Government-ordered restrictions on outbound flights as part of the national coronavirus lockdown are not being enforced by airport authorities due to legal difficulties with preventing passengers from boarding planes based just on the date they purchased the ticket, Channel 12 news reported.

Under tightened lockdown measures introduced on Friday, only those who bought flights before September 25 at 2 p.m., the date and time that the enhanced closure began, are permitted to board their planes.

However, the news report revealed that officials at Ben Gurion Airport have not been checking ticket purchase dates and airlines are continuing to encourage passengers to book flights.

Airlines are said to be telling their clients that if they are stopped at the airport the company will refund their tickets.

Aware of the situation, the so-called coronavirus cabinet of ministers charged with forming policy to counter the ongoing virus outbreak is working on new regulations to solve the issue by requiring all passengers who arrive at the airport to sign a declaration that they bought their tickets before the deadline, the report said.

The cabinet hopes to approve the regulations later Wednesday so that the measure can be immediately applied.

The Israel Airport Authority confirmed to Channel 12 that the restrictions are not currently being enforced.

“Following a suspension in the checks [of ticket purchase dates], we are preparing to continue performing checks according to the outline that will be approved by the coronavirus cabinet today,” the IAA said in a statement.

Ben Gurion Airport told the station that ticket inspections “will not be carried out until the matter is covered by regulations” but stressed that all other paperwork required of passengers, including documents demanded by the Health Ministry, is being checked.

One local flight operator, Israir Airlines, has challenged the government restrictions on outgoing flights in a petition filed at the High Court of Justice.

The company claimed that the primary purpose of restricting flights is to prevent the virus coming into the country and therefore there is no need to restrict outgoing flights. In addition, the company noted the difficulties in stopping those who also hold foreign passports from flying to counties where they have citizenship.

Transportation Minister Miri Regev visits at Ben Gurion Airport near Tel Aviv on August 13, 2020. (Flash90)

Hours before the new restrictions were to come into force, Transportation Minister Miri Regev announced the purchase date limitation and declared “the skies will remain partially open.”

She said Israelis would be able to return to the country “without limitations” but noted that a 14-day quarantine will continue to be imposed on people landing in Israel from “red countries” with high coronavirus rates.

Some 5,000 people took flights out of Israel last Thursday, Hebrew-language media reported, and a further 4,000 people landed on return flights.

Many of those standing in line at check-in counters said they had quickly purchased tickets once it became clear that the government was going to order the strict lockdown.

Those who spoke to media told largely the same story: If they are going to be stuck at home anyway, unable to see family or engage in recreation, then they may as well go abroad where they will be free to enjoy themselves.

A three-week lockdown, the second since the coronavirus pandemic began, started on September 18 and then further tightened last Friday as virus infection cases continued to climb rapidly. Government officials, including Prime Minister Benjamin Netanyahu, have already warned that the lockdown will likely be extended beyond its initial end date.

Netanyahu on Wednesday said it could take up to a year to lift all the restrictions.

As of Wednesday evening, Israel has had a total of 243,895 confirmed cases since the start of the pandemic, with 68,110 active cases. There have been 1,552 deaths.

● **Information shown**
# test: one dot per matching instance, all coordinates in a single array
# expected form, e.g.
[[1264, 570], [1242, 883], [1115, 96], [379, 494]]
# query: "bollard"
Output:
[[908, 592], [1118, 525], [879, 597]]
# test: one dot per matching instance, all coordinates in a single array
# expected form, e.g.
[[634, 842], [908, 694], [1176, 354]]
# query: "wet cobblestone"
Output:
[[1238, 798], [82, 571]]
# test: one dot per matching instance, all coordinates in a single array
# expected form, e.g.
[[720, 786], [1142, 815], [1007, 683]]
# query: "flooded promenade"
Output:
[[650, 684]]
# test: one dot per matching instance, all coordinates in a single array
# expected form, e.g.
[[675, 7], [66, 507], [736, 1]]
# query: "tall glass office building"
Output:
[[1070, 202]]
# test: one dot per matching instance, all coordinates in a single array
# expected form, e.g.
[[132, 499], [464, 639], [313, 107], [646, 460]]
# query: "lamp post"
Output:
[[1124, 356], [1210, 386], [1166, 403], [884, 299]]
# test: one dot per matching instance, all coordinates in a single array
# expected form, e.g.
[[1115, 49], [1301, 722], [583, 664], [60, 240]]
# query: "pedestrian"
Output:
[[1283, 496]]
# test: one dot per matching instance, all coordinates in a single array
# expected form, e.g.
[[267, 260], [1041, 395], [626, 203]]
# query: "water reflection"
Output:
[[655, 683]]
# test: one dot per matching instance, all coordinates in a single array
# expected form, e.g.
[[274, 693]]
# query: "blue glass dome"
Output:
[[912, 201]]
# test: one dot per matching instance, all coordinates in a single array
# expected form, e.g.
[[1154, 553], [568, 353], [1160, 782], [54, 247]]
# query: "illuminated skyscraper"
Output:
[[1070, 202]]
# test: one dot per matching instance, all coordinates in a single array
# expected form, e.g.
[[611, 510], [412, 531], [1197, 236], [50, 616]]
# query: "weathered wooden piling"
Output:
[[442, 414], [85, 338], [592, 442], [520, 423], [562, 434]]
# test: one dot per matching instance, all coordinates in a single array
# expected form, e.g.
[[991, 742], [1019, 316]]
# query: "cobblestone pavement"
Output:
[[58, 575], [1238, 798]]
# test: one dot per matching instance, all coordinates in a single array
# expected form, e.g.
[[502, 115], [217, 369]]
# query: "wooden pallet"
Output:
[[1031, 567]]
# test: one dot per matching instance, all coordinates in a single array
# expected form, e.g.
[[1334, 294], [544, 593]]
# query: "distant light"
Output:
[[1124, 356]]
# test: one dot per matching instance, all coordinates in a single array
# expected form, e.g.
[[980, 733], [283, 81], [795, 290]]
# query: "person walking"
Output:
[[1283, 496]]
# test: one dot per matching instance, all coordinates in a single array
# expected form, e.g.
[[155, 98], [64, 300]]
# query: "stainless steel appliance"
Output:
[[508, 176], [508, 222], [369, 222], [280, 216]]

● **Task to carry out**
Set down the passage of the report on Israel's unenforced outbound flight restrictions word for word, starting with "Airlines are said" and going on through "in a statement.".

● **Response**
Airlines are said to be telling their clients that if they are stopped at the airport the company will refund their tickets.

Aware of the situation, the so-called coronavirus cabinet of ministers charged with forming policy to counter the ongoing virus outbreak is working on new regulations to solve the issue by requiring all passengers who arrive at the airport to sign a declaration that they bought their tickets before the deadline, the report said.

The cabinet hopes to approve the regulations later Wednesday so that the measure can be immediately applied.

The Israel Airport Authority confirmed to Channel 12 that the restrictions are not currently being enforced.

“Following a suspension in the checks [of ticket purchase dates], we are preparing to continue performing checks according to the outline that will be approved by the coronavirus cabinet today,” the IAA said in a statement.